• [Problems to work on]
(a) In the passage on seafood contamination, copy word for word the part starting with "Boiling reduced perfluorinated" and going on through "clams, and scallops.".
(b) According to the passage on seafood contamination, how long and at what temperature was the baked fish cooked?
(c) Write what comes next in the passage on seafood contamination, picking up after its final sentence.

• [Given passage]

^^^^^^^^^^^^^^^^

Boiling reduced perfluorinated
contamination by 79 percent on average; frying by 54 percent. But baking proved
best. No perfluorinated pollutants were detectable in the fish that had been cooked
in the oven for 15 minutes at 163 °C (325 °F). Interestingly, the researchers
didn’t test what happens when people broil these foods (which is how I
sometimes serve them).
The finfish sampled
included silver pomfret, milkfish, grouper, red snapper, catfish, monkfish,
mackerel, yellow croaker, gray mullet, and whiting. Not being much of a
consumer of such bony fish, I was more interested in the shellfish and other marine
animals, many of which show up on sushi menus: cuttlefish, octopus, sea squirt,
skate, squid, conch, cherrystone clams, and scallops.
Perfluorinated tainting
was highest in raw samples from carnivorous species, such as octopus (9.20 ng/g),
skate (6.14 ng/g), yellow croaker (3.26 ng/g ww), and monkfish (2.69 ng/g). Species
(such as scallops, silver pomfret, clams, and conch) that typically fed on
plankton or other species low in the food web also tended to exhibit low concentrations
of perfluorinated pollution. One notable exception: sea squirts (2.89 ng/g).

^^^^^^^^^^^^^^^^

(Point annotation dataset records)

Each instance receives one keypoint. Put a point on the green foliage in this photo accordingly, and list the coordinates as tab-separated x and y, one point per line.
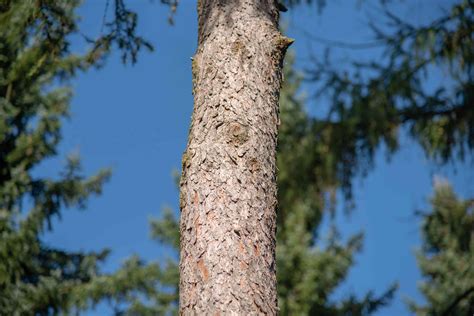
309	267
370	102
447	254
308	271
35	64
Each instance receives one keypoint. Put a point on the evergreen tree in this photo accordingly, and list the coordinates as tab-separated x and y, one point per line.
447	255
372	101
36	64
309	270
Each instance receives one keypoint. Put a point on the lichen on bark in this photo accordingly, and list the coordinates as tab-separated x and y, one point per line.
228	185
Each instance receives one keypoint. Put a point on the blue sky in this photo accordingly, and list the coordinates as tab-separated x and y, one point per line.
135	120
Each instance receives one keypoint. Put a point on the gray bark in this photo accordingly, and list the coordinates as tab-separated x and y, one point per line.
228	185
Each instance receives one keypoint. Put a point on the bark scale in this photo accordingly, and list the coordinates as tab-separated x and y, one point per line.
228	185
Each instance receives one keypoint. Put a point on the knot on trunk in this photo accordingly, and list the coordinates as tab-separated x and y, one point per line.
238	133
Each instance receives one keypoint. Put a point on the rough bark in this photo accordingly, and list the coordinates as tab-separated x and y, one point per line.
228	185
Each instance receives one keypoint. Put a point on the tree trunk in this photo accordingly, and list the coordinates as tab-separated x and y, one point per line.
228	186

^^^^^^^^^^^^^^^^

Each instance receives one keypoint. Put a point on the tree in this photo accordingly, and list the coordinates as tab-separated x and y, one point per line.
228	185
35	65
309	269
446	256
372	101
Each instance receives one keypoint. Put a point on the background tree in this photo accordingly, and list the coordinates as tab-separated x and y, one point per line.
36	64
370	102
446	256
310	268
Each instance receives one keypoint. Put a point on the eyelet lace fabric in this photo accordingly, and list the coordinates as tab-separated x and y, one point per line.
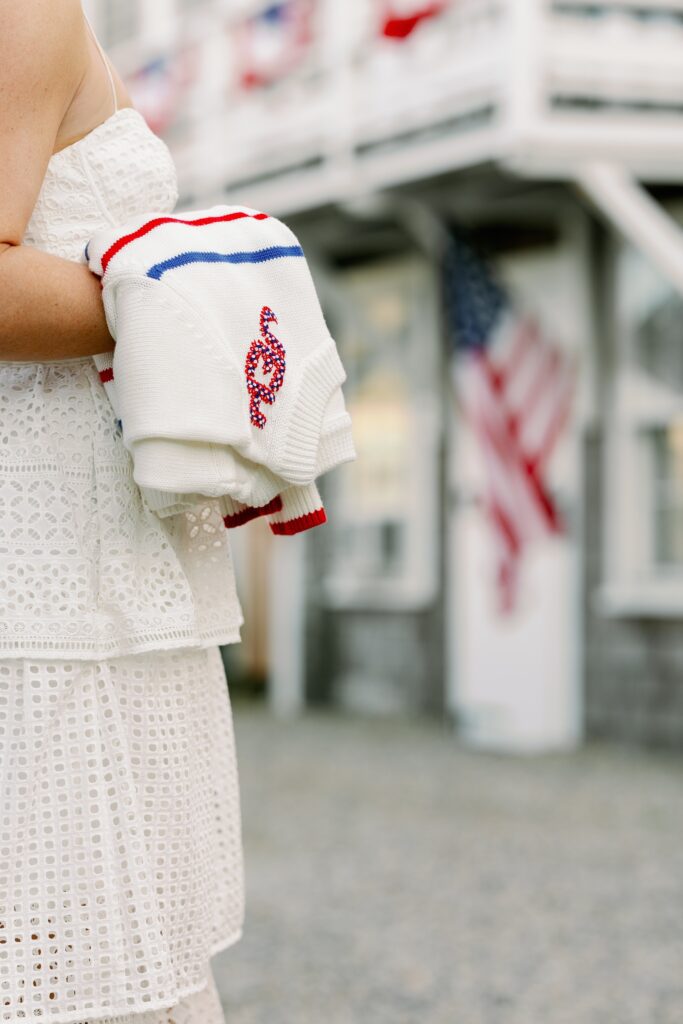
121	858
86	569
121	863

^^^^^^^^^^^^^^^^

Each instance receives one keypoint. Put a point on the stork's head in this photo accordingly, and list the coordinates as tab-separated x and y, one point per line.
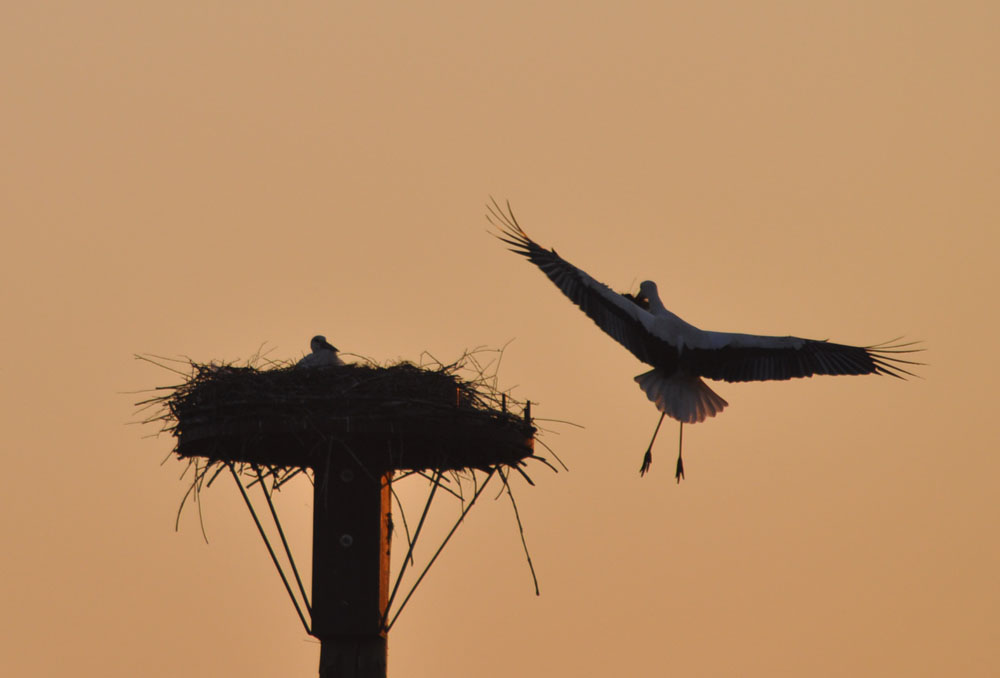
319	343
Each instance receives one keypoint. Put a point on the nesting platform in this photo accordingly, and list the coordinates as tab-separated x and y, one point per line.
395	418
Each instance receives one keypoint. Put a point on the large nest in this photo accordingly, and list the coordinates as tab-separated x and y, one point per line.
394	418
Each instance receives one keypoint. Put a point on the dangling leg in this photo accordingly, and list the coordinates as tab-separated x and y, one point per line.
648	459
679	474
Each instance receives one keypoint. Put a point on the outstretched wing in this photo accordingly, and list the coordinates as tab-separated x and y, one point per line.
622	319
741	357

^^^^^^^^^^^^^^^^

• [Answers to the tasks]
(a)
Boiling reduced perfluorinated
contamination by 79 percent on average; frying by 54 percent. But baking proved
best. No perfluorinated pollutants were detectable in the fish that had been cooked
in the oven for 15 minutes at 163 °C (325 °F). Interestingly, the researchers
didn’t test what happens when people broil these foods (which is how I
sometimes serve them).
The finfish sampled
included silver pomfret, milkfish, grouper, red snapper, catfish, monkfish,
mackerel, yellow croaker, gray mullet, and whiting. Not being much of a
consumer of such bony fish, I was more interested in the shellfish and other marine
animals, many of which show up on sushi menus: cuttlefish, octopus, sea squirt,
skate, squid, conch, cherrystone clams, and scallops.

(b) For 15 minutes at 163 °C (325 °F).

(c)
So where did the disappearing perfluorinated pollutants go during cooking? Good question. The
paper offers no good answers.
The authors didn’t,
for instance, show that when values decreased after boiling it was due to the
compounds migrating into the water. Or that frying released the pollutants into
the air or fat at the bottom of a pan. In fact, they didn’t even look at such
issues.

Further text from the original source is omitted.